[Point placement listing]
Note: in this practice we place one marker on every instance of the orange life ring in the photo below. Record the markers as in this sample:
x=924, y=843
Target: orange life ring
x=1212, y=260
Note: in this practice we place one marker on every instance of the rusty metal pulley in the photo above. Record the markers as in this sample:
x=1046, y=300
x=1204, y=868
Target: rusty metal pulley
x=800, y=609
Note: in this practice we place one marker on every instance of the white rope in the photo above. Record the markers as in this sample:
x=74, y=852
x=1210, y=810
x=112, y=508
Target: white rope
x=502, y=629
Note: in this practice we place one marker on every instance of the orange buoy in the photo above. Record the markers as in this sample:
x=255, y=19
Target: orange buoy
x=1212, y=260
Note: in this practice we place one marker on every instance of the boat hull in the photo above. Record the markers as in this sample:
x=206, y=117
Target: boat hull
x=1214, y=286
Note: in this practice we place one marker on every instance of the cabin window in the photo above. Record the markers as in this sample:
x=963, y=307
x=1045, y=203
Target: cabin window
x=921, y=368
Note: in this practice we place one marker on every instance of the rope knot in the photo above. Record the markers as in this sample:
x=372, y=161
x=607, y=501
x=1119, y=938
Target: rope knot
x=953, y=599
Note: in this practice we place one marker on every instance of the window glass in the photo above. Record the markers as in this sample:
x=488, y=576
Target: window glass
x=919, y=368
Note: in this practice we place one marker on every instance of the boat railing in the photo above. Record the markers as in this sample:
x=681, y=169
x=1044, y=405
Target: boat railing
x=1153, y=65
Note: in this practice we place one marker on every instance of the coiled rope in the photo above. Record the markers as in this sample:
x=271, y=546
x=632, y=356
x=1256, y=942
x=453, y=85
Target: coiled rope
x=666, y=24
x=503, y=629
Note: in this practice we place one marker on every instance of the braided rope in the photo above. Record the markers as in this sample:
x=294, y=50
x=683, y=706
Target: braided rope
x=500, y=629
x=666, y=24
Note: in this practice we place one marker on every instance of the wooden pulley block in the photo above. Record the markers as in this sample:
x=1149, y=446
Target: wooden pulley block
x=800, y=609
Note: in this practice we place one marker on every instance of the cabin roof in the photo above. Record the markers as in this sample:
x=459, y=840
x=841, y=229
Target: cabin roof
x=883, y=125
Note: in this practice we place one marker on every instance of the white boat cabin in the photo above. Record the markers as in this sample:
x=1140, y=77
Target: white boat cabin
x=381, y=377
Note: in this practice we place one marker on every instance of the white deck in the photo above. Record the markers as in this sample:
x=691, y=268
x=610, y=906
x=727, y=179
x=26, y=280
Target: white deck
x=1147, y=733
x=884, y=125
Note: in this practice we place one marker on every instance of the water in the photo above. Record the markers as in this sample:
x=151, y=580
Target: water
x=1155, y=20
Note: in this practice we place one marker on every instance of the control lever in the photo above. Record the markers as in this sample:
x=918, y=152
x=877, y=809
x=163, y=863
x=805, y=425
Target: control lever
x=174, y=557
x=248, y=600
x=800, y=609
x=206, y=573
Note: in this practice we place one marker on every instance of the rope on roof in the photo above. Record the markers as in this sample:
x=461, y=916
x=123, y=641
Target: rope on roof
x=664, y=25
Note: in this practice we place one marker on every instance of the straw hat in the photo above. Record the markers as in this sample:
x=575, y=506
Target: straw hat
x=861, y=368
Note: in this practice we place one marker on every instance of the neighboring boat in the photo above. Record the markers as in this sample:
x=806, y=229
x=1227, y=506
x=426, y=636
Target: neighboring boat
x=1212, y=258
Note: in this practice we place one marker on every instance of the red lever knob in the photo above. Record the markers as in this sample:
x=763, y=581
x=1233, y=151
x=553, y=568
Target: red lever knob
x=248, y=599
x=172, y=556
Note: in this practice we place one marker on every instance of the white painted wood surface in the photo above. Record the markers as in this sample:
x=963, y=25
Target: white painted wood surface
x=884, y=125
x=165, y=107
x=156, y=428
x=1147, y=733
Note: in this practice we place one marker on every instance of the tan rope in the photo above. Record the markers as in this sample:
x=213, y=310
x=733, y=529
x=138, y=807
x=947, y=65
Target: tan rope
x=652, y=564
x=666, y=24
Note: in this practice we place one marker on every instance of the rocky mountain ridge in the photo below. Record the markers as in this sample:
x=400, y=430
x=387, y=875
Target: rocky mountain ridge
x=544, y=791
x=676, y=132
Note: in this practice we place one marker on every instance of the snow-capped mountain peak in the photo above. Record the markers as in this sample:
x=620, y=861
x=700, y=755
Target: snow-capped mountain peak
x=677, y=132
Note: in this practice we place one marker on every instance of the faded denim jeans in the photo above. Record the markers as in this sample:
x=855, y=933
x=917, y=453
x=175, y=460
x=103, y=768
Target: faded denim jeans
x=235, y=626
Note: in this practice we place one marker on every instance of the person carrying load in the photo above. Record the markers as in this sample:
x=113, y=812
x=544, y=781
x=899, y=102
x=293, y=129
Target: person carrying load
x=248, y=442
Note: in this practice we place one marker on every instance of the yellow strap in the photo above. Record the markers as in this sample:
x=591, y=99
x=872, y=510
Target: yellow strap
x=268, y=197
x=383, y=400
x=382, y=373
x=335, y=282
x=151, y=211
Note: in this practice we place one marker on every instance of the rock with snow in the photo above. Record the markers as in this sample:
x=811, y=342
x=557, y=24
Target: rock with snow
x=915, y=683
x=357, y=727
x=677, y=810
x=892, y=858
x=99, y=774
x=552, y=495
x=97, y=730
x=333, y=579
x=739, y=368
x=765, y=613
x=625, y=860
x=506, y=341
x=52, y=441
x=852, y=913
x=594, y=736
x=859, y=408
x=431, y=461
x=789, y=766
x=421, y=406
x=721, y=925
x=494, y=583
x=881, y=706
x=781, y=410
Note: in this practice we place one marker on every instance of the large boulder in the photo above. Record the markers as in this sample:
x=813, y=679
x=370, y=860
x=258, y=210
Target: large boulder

• _Aim of the task_:
Reproduce the entire listing above verbatim, line for line, from its first line through its last.

• _Written response_:
Note: in this practice we place one marker on every instance of the orange life ring in the photo below. Record the markers as in this sample:
x=924, y=843
Target: orange life ring
x=1212, y=260
Note: in this practice we place one marker on every instance of the rusty metal pulley in the photo above. Record the markers as in this sample:
x=1046, y=300
x=1204, y=868
Target: rusty metal pulley
x=800, y=609
Note: in this practice we place one marker on every instance of the white rope in the photo above. Record the markers as in this sample:
x=74, y=852
x=1210, y=810
x=112, y=508
Target: white rope
x=502, y=629
Note: in this practice we place one marker on every instance of the orange buoy in the photo above. Record the markers as in this sample:
x=255, y=19
Target: orange buoy
x=1212, y=260
Note: in this practice we place one marker on every instance of the boat hull in the photo above. Record the markers as in this sample:
x=206, y=117
Target: boat hull
x=1214, y=286
Note: in this practice we place one marker on every instance of the cabin window in the photo above. Record the markers as in this sample:
x=963, y=307
x=1045, y=203
Target: cabin window
x=921, y=368
Note: in this practice we place one marker on every instance of the rope knot in the photo above. Record the markers as in this sample:
x=372, y=161
x=607, y=501
x=1119, y=938
Target: rope knot
x=953, y=599
Note: in this practice we place one marker on every instance of the window glass in the photo above. Record the markers as in this sample:
x=488, y=576
Target: window glass
x=919, y=368
Note: in this practice we place one marker on every instance of the boat railing in the photo above. Record the markers as in this sample:
x=681, y=169
x=1044, y=405
Target: boat railing
x=1153, y=65
Note: in this practice we place one marker on every instance of the coiled rope in the photo above. Record the markers as in this sample:
x=271, y=546
x=632, y=356
x=1256, y=942
x=453, y=85
Target: coiled rope
x=666, y=24
x=503, y=629
Note: in this practice we place one marker on every instance of the braided rope in the photo above. Record the markers as in this sample:
x=294, y=50
x=683, y=706
Target: braided rope
x=500, y=629
x=666, y=24
Note: in this practice we place one marker on every instance of the wooden pulley block in the photo above. Record the markers as in this sample:
x=1149, y=446
Target: wooden pulley block
x=800, y=609
Note: in this practice we place one marker on every instance of the cabin roof in the photo above. Record the markers as in this sample:
x=459, y=840
x=841, y=229
Target: cabin roof
x=883, y=125
Note: in this practice we place one marker on every instance of the white boat cabin in the photo above. Record the markers as in this sample:
x=1140, y=77
Target: white boat cabin
x=381, y=377
Note: in this practice we place one marker on every instance of the white deck in the photo above. Record the markers as in this sample:
x=691, y=268
x=610, y=906
x=727, y=179
x=26, y=280
Target: white deck
x=1147, y=733
x=884, y=125
Note: in this practice we place one marker on every instance of the water in the photo above. Record the markers as in this sample:
x=151, y=580
Target: water
x=1155, y=20
Note: in this practice we place one marker on every instance of the control lever in the photo above. Record the markers as in this sample:
x=918, y=152
x=877, y=809
x=163, y=863
x=805, y=425
Target: control lever
x=174, y=557
x=248, y=600
x=800, y=609
x=206, y=573
Note: in this practice we place one marker on every instance of the rope on roof in the photo above. Record the markers as in this sample:
x=461, y=916
x=123, y=641
Target: rope on roof
x=664, y=25
Note: in this practice we place one marker on every instance of the straw hat in the photo above. Record the markers as in this sample:
x=575, y=506
Target: straw hat
x=861, y=368
Note: in this practice we place one marker on every instance of the neighboring boat in the photo above. Record the markers as in this sample:
x=806, y=229
x=1227, y=506
x=426, y=636
Target: neighboring boat
x=1212, y=258
Note: in this practice we place one marker on every instance of the red lever knob in the photo above. Record the markers as in this sample:
x=763, y=581
x=1233, y=151
x=553, y=568
Target: red lever knob
x=248, y=599
x=172, y=556
Note: in this practice we place one marker on every instance of the white painted wood surface in the photo above. Record the markers as in this sample:
x=963, y=25
Target: white painted wood surface
x=884, y=125
x=165, y=107
x=156, y=428
x=1147, y=733
Note: in this practice we place one marker on every instance of the tan rope in the photo above. Record the markers as in this sample:
x=213, y=310
x=733, y=529
x=138, y=807
x=947, y=65
Target: tan rope
x=652, y=564
x=666, y=24
Note: in this practice we place one marker on every instance of the rocky mountain ridge in the photo below. Record the markers as in this sample:
x=400, y=430
x=387, y=875
Target: rocky mountain ridge
x=544, y=791
x=676, y=132
Note: in this practice we place one marker on every instance of the snow-capped mountain peak in the photo above. Record the markers as in this sample:
x=620, y=861
x=700, y=755
Target: snow-capped mountain peak
x=677, y=132
Note: in this practice we place one marker on every instance of the faded denim jeans in the photo above. Record the markers as in this sample:
x=855, y=933
x=917, y=453
x=175, y=460
x=103, y=768
Target: faded denim jeans
x=235, y=626
Note: in this practice we place one marker on every instance of the person carrying load in the photo above. Record the markers as in this sample:
x=113, y=812
x=544, y=781
x=899, y=102
x=293, y=129
Target: person carrying load
x=248, y=442
Note: in this practice we place one marker on every instance of the yellow strap in the photo above. Record the markers as in this sample:
x=591, y=99
x=872, y=510
Target: yellow strap
x=268, y=197
x=383, y=400
x=382, y=373
x=335, y=282
x=151, y=211
Note: in this practice we place one marker on every instance of the rock with snow in the photo above. Record the markers as in this sample:
x=811, y=342
x=557, y=24
Target: rock with snow
x=915, y=683
x=357, y=727
x=677, y=810
x=892, y=858
x=99, y=774
x=552, y=495
x=97, y=730
x=333, y=579
x=739, y=368
x=765, y=613
x=625, y=860
x=506, y=341
x=52, y=441
x=852, y=913
x=594, y=736
x=859, y=408
x=431, y=461
x=789, y=766
x=421, y=406
x=721, y=925
x=494, y=583
x=881, y=706
x=781, y=410
Note: in this practice we place one marker on every instance of the large boulder in the photo above. Record the markers as in this sample:
x=813, y=679
x=370, y=860
x=258, y=210
Target: large boulder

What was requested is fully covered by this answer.